**Request**
Report how many of the lines below contain the word "grassy", giving the number alone.

**Records provided**
──────────────────────────────

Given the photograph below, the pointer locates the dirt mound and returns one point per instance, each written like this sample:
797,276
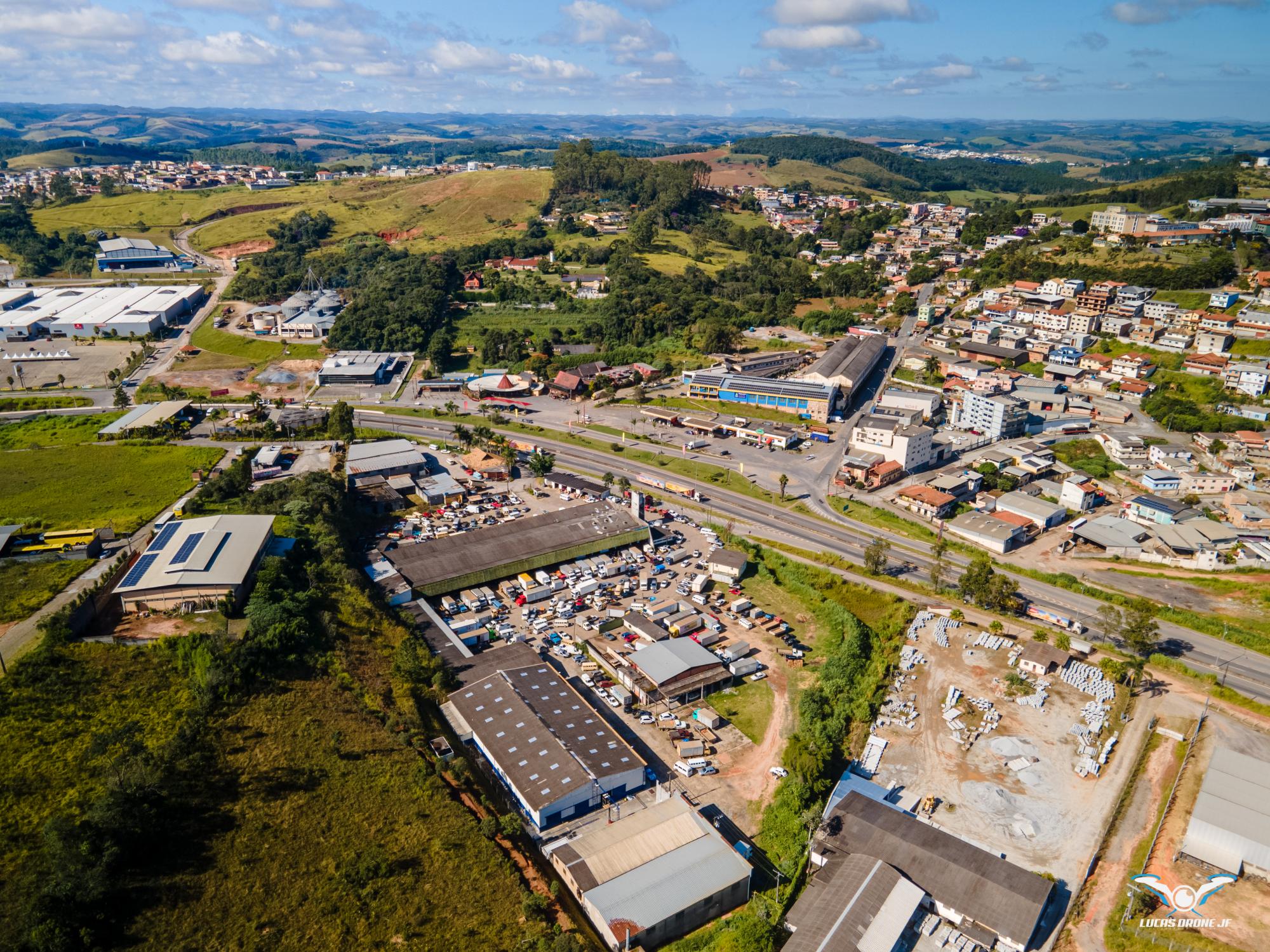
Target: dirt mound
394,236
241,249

──────────────────────────────

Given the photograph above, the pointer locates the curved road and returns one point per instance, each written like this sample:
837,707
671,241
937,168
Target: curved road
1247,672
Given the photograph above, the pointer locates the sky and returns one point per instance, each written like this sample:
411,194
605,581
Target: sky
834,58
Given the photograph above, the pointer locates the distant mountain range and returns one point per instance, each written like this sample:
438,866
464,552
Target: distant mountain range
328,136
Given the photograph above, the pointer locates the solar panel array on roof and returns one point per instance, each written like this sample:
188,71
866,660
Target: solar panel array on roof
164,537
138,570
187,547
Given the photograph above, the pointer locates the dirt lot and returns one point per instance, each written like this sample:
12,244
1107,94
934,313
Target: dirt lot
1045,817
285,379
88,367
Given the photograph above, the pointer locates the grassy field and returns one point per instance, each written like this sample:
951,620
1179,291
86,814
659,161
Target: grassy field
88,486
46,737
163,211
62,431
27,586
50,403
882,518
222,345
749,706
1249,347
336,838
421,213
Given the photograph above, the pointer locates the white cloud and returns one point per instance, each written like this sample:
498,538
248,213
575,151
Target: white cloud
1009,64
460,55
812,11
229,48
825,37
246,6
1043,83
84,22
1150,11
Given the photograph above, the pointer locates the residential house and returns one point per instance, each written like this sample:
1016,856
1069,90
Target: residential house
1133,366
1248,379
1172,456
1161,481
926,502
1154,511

──────────────────────────────

**Result for this task**
2